- _Required work_:
Exactly reproduce the lines from the line that has "Highlight-reel tagging: indicate the roof" down to the last line of the entries, inclusive.

Point labeling dataset excerpts
◇ ◇ ◇ ◇ ◇ ◇ ◇
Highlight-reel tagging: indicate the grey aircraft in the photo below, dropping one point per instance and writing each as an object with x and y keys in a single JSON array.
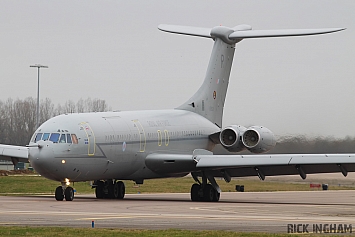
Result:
[{"x": 108, "y": 147}]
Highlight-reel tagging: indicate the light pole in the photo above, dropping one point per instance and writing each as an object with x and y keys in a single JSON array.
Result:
[{"x": 38, "y": 66}]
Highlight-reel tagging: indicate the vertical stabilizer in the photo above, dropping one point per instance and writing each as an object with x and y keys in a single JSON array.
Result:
[{"x": 208, "y": 101}]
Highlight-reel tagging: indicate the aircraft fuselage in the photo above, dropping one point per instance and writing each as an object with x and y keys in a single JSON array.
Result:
[{"x": 114, "y": 145}]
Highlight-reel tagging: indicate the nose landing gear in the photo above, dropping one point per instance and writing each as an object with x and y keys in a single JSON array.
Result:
[
  {"x": 64, "y": 191},
  {"x": 204, "y": 191},
  {"x": 109, "y": 189}
]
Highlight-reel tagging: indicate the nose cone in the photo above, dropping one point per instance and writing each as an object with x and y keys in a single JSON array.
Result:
[{"x": 43, "y": 161}]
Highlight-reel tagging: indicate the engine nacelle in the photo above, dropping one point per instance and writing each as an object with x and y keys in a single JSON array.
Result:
[
  {"x": 231, "y": 138},
  {"x": 258, "y": 139}
]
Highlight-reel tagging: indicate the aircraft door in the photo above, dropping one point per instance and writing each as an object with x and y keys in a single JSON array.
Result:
[
  {"x": 90, "y": 138},
  {"x": 141, "y": 134}
]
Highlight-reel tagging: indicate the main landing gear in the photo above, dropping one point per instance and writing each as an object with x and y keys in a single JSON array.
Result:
[
  {"x": 203, "y": 191},
  {"x": 64, "y": 191},
  {"x": 110, "y": 189}
]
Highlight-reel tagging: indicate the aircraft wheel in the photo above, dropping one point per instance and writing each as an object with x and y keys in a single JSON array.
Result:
[
  {"x": 208, "y": 193},
  {"x": 195, "y": 188},
  {"x": 110, "y": 189},
  {"x": 121, "y": 189},
  {"x": 69, "y": 194},
  {"x": 59, "y": 196},
  {"x": 99, "y": 190},
  {"x": 216, "y": 196}
]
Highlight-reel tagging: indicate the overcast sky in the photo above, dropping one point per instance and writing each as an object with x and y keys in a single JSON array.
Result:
[{"x": 112, "y": 50}]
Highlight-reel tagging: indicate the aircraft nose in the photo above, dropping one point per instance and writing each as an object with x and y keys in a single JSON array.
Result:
[{"x": 43, "y": 161}]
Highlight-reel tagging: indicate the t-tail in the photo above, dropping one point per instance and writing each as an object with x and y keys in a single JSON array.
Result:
[{"x": 209, "y": 100}]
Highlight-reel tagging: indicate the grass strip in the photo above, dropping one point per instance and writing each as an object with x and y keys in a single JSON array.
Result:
[{"x": 98, "y": 232}]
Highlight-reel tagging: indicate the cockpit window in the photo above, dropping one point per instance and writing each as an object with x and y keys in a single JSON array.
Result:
[
  {"x": 74, "y": 139},
  {"x": 62, "y": 139},
  {"x": 54, "y": 137},
  {"x": 38, "y": 137},
  {"x": 45, "y": 136},
  {"x": 68, "y": 138}
]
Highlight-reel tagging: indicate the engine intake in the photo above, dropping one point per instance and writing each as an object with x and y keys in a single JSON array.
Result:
[
  {"x": 258, "y": 139},
  {"x": 231, "y": 138}
]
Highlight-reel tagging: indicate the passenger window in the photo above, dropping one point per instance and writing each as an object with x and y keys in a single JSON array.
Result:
[
  {"x": 68, "y": 138},
  {"x": 38, "y": 137},
  {"x": 62, "y": 139},
  {"x": 54, "y": 137},
  {"x": 45, "y": 136},
  {"x": 74, "y": 139}
]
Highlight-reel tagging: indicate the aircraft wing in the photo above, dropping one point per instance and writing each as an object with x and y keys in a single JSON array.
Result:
[
  {"x": 279, "y": 164},
  {"x": 252, "y": 165},
  {"x": 14, "y": 153}
]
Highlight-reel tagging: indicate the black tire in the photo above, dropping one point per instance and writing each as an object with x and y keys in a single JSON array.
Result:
[
  {"x": 69, "y": 194},
  {"x": 208, "y": 193},
  {"x": 59, "y": 196},
  {"x": 121, "y": 190},
  {"x": 195, "y": 188},
  {"x": 99, "y": 190}
]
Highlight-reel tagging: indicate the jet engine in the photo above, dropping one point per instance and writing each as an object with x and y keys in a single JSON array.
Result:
[
  {"x": 256, "y": 139},
  {"x": 231, "y": 138}
]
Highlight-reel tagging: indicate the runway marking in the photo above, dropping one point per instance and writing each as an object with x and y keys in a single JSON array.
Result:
[{"x": 107, "y": 216}]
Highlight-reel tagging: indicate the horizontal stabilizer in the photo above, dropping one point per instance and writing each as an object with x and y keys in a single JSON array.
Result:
[
  {"x": 280, "y": 33},
  {"x": 186, "y": 30},
  {"x": 240, "y": 32}
]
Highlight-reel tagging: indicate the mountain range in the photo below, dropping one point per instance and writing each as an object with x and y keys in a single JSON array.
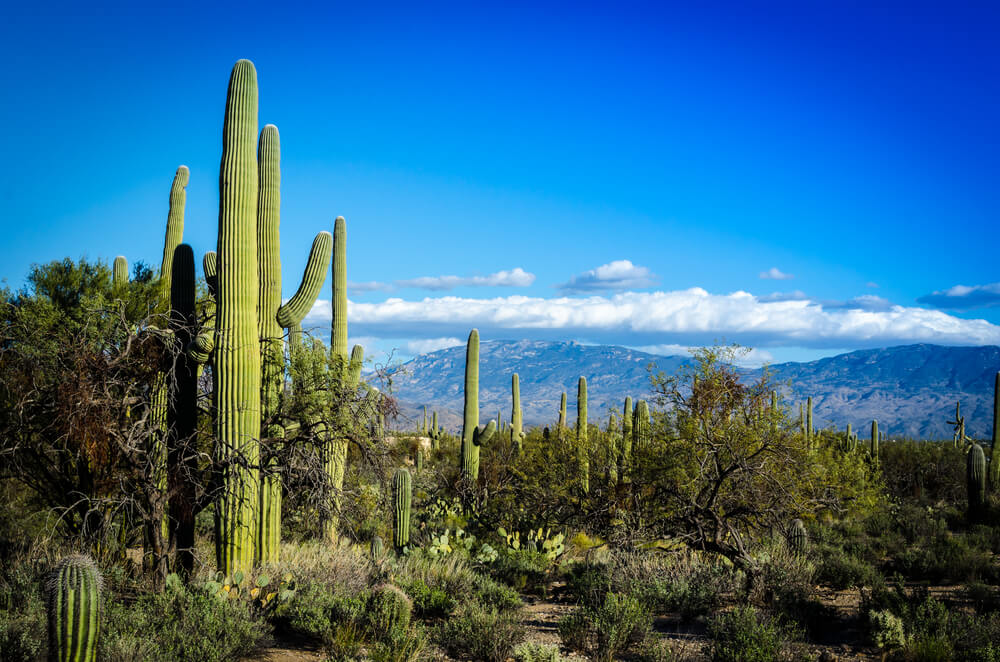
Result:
[{"x": 911, "y": 389}]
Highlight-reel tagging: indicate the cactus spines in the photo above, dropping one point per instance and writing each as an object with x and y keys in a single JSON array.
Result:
[
  {"x": 798, "y": 538},
  {"x": 640, "y": 426},
  {"x": 175, "y": 231},
  {"x": 294, "y": 310},
  {"x": 271, "y": 350},
  {"x": 472, "y": 436},
  {"x": 975, "y": 477},
  {"x": 74, "y": 602},
  {"x": 626, "y": 451},
  {"x": 873, "y": 448},
  {"x": 582, "y": 446},
  {"x": 119, "y": 276},
  {"x": 237, "y": 355},
  {"x": 995, "y": 437},
  {"x": 809, "y": 429},
  {"x": 402, "y": 493},
  {"x": 516, "y": 419}
]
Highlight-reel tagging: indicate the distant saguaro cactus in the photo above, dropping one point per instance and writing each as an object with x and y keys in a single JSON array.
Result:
[
  {"x": 402, "y": 493},
  {"x": 74, "y": 606},
  {"x": 472, "y": 436},
  {"x": 582, "y": 445}
]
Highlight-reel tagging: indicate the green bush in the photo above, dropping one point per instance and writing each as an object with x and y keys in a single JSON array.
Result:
[
  {"x": 179, "y": 625},
  {"x": 479, "y": 634},
  {"x": 745, "y": 635},
  {"x": 620, "y": 622}
]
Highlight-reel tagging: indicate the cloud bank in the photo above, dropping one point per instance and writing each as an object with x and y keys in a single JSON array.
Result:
[
  {"x": 683, "y": 317},
  {"x": 774, "y": 273},
  {"x": 516, "y": 277},
  {"x": 963, "y": 297},
  {"x": 615, "y": 276}
]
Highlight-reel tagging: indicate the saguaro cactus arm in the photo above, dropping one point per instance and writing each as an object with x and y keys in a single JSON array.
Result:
[{"x": 294, "y": 310}]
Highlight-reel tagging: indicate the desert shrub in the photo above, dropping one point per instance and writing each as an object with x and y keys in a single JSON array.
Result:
[
  {"x": 427, "y": 601},
  {"x": 479, "y": 634},
  {"x": 179, "y": 625},
  {"x": 602, "y": 632},
  {"x": 534, "y": 652},
  {"x": 745, "y": 635},
  {"x": 494, "y": 595},
  {"x": 317, "y": 610}
]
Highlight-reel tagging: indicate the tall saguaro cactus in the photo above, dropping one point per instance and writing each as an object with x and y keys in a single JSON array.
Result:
[
  {"x": 402, "y": 493},
  {"x": 975, "y": 478},
  {"x": 516, "y": 417},
  {"x": 237, "y": 349},
  {"x": 472, "y": 436},
  {"x": 74, "y": 605},
  {"x": 273, "y": 318},
  {"x": 182, "y": 412},
  {"x": 582, "y": 445}
]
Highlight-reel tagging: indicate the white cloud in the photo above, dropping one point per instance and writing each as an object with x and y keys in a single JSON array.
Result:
[
  {"x": 427, "y": 345},
  {"x": 774, "y": 273},
  {"x": 369, "y": 286},
  {"x": 619, "y": 275},
  {"x": 516, "y": 277},
  {"x": 751, "y": 359},
  {"x": 964, "y": 297},
  {"x": 691, "y": 316}
]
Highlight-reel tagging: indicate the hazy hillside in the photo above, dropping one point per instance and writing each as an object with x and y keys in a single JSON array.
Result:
[{"x": 911, "y": 389}]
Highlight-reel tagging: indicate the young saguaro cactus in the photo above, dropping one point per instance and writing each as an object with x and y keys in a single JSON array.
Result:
[
  {"x": 640, "y": 426},
  {"x": 402, "y": 493},
  {"x": 975, "y": 479},
  {"x": 516, "y": 417},
  {"x": 873, "y": 448},
  {"x": 119, "y": 276},
  {"x": 74, "y": 604},
  {"x": 237, "y": 357},
  {"x": 582, "y": 445},
  {"x": 472, "y": 436}
]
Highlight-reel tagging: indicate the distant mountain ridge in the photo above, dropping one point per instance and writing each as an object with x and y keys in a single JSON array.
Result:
[{"x": 910, "y": 389}]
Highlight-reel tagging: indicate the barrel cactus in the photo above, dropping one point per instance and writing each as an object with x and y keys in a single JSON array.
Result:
[
  {"x": 74, "y": 604},
  {"x": 402, "y": 493}
]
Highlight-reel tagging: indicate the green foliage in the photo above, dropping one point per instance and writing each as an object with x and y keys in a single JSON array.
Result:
[
  {"x": 180, "y": 625},
  {"x": 607, "y": 629},
  {"x": 476, "y": 633},
  {"x": 745, "y": 635}
]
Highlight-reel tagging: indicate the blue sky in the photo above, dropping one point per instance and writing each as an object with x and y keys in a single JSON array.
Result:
[{"x": 804, "y": 177}]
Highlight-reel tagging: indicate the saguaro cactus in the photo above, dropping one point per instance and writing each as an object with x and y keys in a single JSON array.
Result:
[
  {"x": 402, "y": 492},
  {"x": 119, "y": 276},
  {"x": 182, "y": 412},
  {"x": 873, "y": 448},
  {"x": 273, "y": 317},
  {"x": 472, "y": 436},
  {"x": 516, "y": 418},
  {"x": 798, "y": 538},
  {"x": 582, "y": 446},
  {"x": 74, "y": 604},
  {"x": 975, "y": 478},
  {"x": 994, "y": 458},
  {"x": 640, "y": 426},
  {"x": 237, "y": 356}
]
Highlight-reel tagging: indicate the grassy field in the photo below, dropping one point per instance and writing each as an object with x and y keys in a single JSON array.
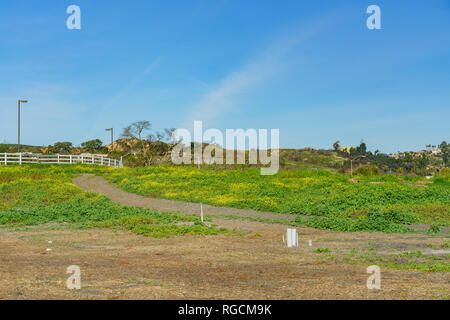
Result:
[
  {"x": 45, "y": 194},
  {"x": 33, "y": 195},
  {"x": 330, "y": 200}
]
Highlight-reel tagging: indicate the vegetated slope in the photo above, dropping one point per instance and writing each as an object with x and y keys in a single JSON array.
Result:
[
  {"x": 332, "y": 200},
  {"x": 31, "y": 195}
]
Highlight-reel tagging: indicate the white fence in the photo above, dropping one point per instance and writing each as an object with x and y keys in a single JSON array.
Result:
[{"x": 22, "y": 158}]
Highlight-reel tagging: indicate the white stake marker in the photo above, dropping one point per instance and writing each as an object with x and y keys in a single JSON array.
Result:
[{"x": 201, "y": 211}]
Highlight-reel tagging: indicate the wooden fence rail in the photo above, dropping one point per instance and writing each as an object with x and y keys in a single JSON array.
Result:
[{"x": 23, "y": 158}]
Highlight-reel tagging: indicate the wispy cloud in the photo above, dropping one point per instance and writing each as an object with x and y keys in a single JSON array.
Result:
[
  {"x": 271, "y": 61},
  {"x": 130, "y": 85}
]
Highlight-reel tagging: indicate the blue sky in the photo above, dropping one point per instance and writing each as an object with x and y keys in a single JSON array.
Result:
[{"x": 309, "y": 68}]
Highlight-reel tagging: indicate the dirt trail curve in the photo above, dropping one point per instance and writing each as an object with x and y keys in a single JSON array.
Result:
[{"x": 100, "y": 185}]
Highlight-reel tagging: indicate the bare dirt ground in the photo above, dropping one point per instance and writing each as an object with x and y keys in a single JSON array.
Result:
[
  {"x": 100, "y": 185},
  {"x": 122, "y": 265}
]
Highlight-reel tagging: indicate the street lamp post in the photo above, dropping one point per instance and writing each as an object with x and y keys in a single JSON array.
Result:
[
  {"x": 18, "y": 120},
  {"x": 112, "y": 137}
]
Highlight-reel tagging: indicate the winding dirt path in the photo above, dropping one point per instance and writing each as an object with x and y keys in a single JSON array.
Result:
[{"x": 100, "y": 185}]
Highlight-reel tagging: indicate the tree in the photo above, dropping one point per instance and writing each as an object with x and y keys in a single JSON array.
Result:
[
  {"x": 336, "y": 145},
  {"x": 135, "y": 130},
  {"x": 362, "y": 149},
  {"x": 93, "y": 145}
]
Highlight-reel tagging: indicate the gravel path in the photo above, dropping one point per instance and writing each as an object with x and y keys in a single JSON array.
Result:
[{"x": 100, "y": 185}]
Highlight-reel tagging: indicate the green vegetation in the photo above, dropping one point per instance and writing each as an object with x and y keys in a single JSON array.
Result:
[
  {"x": 33, "y": 195},
  {"x": 321, "y": 250},
  {"x": 409, "y": 260},
  {"x": 329, "y": 200}
]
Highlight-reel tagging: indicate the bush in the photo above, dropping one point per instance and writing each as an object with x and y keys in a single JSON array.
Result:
[{"x": 367, "y": 171}]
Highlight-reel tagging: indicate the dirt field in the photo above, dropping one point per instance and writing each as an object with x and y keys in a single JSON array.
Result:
[{"x": 121, "y": 265}]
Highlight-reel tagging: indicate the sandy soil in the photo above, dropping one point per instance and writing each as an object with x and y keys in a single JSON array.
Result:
[
  {"x": 121, "y": 265},
  {"x": 100, "y": 185}
]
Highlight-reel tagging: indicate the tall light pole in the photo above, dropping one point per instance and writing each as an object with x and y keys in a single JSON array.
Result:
[
  {"x": 112, "y": 137},
  {"x": 18, "y": 127},
  {"x": 351, "y": 164}
]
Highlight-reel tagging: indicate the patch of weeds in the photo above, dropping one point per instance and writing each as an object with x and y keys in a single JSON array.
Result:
[
  {"x": 158, "y": 225},
  {"x": 321, "y": 250}
]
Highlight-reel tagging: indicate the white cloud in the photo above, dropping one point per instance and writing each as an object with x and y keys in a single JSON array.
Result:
[{"x": 270, "y": 62}]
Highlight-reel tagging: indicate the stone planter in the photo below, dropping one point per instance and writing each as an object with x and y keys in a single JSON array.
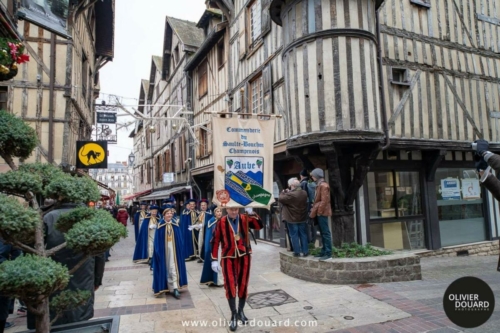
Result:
[
  {"x": 100, "y": 325},
  {"x": 388, "y": 268}
]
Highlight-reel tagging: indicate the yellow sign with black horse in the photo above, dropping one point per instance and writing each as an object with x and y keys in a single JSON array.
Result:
[{"x": 92, "y": 154}]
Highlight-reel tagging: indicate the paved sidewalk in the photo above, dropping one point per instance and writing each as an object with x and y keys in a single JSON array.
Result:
[{"x": 280, "y": 303}]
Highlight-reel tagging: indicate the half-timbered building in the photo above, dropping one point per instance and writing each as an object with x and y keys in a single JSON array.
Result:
[{"x": 55, "y": 91}]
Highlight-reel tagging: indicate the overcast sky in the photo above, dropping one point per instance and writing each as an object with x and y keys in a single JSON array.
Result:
[{"x": 139, "y": 30}]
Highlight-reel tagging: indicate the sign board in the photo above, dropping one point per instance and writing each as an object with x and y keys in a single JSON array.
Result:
[
  {"x": 92, "y": 154},
  {"x": 168, "y": 177},
  {"x": 243, "y": 162},
  {"x": 49, "y": 14},
  {"x": 450, "y": 189},
  {"x": 105, "y": 132},
  {"x": 471, "y": 189},
  {"x": 106, "y": 118}
]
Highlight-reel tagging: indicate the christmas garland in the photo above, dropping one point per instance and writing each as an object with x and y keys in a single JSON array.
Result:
[{"x": 11, "y": 54}]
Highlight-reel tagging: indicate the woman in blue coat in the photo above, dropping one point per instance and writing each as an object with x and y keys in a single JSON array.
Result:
[
  {"x": 208, "y": 276},
  {"x": 169, "y": 266}
]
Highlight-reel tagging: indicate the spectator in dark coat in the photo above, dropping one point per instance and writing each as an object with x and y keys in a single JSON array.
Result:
[
  {"x": 122, "y": 216},
  {"x": 7, "y": 252},
  {"x": 87, "y": 277}
]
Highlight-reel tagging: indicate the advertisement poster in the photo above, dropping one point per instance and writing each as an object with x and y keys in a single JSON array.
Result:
[
  {"x": 450, "y": 189},
  {"x": 471, "y": 189},
  {"x": 49, "y": 14},
  {"x": 243, "y": 162}
]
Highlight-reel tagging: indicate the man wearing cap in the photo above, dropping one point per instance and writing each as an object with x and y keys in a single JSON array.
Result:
[
  {"x": 190, "y": 228},
  {"x": 139, "y": 216},
  {"x": 203, "y": 217},
  {"x": 231, "y": 234},
  {"x": 144, "y": 246},
  {"x": 169, "y": 266},
  {"x": 322, "y": 209}
]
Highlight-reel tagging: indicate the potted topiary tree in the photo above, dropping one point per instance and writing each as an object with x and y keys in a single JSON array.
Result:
[{"x": 34, "y": 276}]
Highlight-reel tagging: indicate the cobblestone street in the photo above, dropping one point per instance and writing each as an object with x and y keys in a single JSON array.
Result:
[{"x": 277, "y": 299}]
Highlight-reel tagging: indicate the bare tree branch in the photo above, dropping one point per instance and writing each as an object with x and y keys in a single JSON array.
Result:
[
  {"x": 53, "y": 250},
  {"x": 77, "y": 266}
]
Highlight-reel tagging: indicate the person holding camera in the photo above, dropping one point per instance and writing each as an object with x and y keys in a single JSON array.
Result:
[
  {"x": 294, "y": 212},
  {"x": 485, "y": 161}
]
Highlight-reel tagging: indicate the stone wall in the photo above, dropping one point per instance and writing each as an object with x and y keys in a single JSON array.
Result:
[
  {"x": 389, "y": 268},
  {"x": 476, "y": 249}
]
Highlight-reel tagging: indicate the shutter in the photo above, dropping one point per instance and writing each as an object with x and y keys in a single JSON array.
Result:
[
  {"x": 265, "y": 17},
  {"x": 197, "y": 133},
  {"x": 267, "y": 87},
  {"x": 209, "y": 139},
  {"x": 242, "y": 39}
]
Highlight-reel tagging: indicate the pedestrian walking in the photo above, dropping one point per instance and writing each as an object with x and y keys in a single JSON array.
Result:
[
  {"x": 231, "y": 235},
  {"x": 169, "y": 266},
  {"x": 322, "y": 209},
  {"x": 294, "y": 212}
]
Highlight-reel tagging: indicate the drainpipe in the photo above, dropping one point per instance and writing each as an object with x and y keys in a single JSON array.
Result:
[
  {"x": 381, "y": 85},
  {"x": 52, "y": 79}
]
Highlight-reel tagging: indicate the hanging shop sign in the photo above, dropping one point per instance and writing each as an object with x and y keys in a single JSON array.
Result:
[{"x": 92, "y": 154}]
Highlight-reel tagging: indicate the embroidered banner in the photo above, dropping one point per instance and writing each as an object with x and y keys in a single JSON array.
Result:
[{"x": 243, "y": 162}]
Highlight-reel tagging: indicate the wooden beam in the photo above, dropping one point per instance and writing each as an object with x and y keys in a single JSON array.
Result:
[
  {"x": 432, "y": 160},
  {"x": 405, "y": 97},
  {"x": 464, "y": 108}
]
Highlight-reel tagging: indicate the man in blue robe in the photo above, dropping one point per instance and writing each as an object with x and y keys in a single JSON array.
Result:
[
  {"x": 144, "y": 246},
  {"x": 208, "y": 276},
  {"x": 189, "y": 220},
  {"x": 139, "y": 216},
  {"x": 203, "y": 217},
  {"x": 169, "y": 266}
]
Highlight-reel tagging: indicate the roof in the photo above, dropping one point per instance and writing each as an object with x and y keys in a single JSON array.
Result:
[
  {"x": 158, "y": 62},
  {"x": 105, "y": 28},
  {"x": 210, "y": 12},
  {"x": 187, "y": 31},
  {"x": 276, "y": 6}
]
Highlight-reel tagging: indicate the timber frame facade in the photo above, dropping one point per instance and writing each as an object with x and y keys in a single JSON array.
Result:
[
  {"x": 55, "y": 91},
  {"x": 385, "y": 96}
]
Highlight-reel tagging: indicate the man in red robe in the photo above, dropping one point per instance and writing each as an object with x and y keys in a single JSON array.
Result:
[{"x": 232, "y": 235}]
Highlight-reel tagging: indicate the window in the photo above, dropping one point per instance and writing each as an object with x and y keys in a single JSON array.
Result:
[
  {"x": 422, "y": 3},
  {"x": 256, "y": 95},
  {"x": 3, "y": 98},
  {"x": 220, "y": 53},
  {"x": 85, "y": 70},
  {"x": 395, "y": 210},
  {"x": 400, "y": 76},
  {"x": 202, "y": 79},
  {"x": 255, "y": 10}
]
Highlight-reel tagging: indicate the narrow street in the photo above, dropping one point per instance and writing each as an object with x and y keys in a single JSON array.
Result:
[{"x": 277, "y": 299}]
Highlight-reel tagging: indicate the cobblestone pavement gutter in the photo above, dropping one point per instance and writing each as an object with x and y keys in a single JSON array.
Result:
[{"x": 391, "y": 307}]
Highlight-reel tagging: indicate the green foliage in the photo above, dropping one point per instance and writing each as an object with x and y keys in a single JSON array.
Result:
[
  {"x": 17, "y": 139},
  {"x": 16, "y": 222},
  {"x": 67, "y": 188},
  {"x": 96, "y": 235},
  {"x": 353, "y": 250},
  {"x": 29, "y": 276},
  {"x": 69, "y": 299},
  {"x": 67, "y": 220},
  {"x": 19, "y": 183},
  {"x": 46, "y": 172}
]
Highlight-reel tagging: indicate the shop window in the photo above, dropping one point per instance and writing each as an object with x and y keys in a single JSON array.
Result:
◇ ◇ ◇ ◇ ◇ ◇ ◇
- _The response_:
Highlight-reel tagging: indicate the roof in the photo above, dropping one point per instance and writing each as an object with x and y keys in a single JSON array.
Result:
[
  {"x": 158, "y": 62},
  {"x": 105, "y": 28},
  {"x": 210, "y": 12},
  {"x": 187, "y": 31},
  {"x": 276, "y": 6}
]
Highlight-reel tagging: indicate the timber frame facade in the photo above, dropping one point per instance and writing each as an object with x and y keys in a single JSON array.
Result:
[
  {"x": 55, "y": 91},
  {"x": 385, "y": 96}
]
Highlight-reel tagging: indicate the man in red robe in the photo above, dropping one point per instance and writing each as an object with x and y keys in a single JSON array.
Result:
[{"x": 232, "y": 235}]
Highlight-reel tagging: indicate the window in the photo above, dropping one point per instance and writing each as an object with x and y keys in a single JSON array.
Result:
[
  {"x": 422, "y": 3},
  {"x": 256, "y": 95},
  {"x": 3, "y": 98},
  {"x": 220, "y": 53},
  {"x": 85, "y": 70},
  {"x": 395, "y": 210},
  {"x": 400, "y": 76},
  {"x": 202, "y": 79},
  {"x": 255, "y": 10}
]
Highlight-reel tagging: indicate the narrow street in the photo above, dropping one point per instance and writing each as an object with x and y keys in a single JSON array.
Result:
[{"x": 277, "y": 299}]
Highlight-reel tagging: indicate the cobblestone pavement gutter in the photo above, dropping one point per instance and writing each as an object with x and y keys in a single JSON array.
Result:
[{"x": 391, "y": 307}]
Highlight-reel tagging: indicate the green foliage in the photo above, dropping one point per instance and writing each as an object with x and y keys in a single JSON array.
Result:
[
  {"x": 17, "y": 139},
  {"x": 16, "y": 222},
  {"x": 67, "y": 188},
  {"x": 96, "y": 235},
  {"x": 353, "y": 250},
  {"x": 29, "y": 276},
  {"x": 69, "y": 299},
  {"x": 67, "y": 220},
  {"x": 19, "y": 183},
  {"x": 46, "y": 172}
]
Highlight-reel tagging: indicate the shop window in the photo above, dropping one point per instance and writing each as an object with x and y keys in a single JSON array.
Result:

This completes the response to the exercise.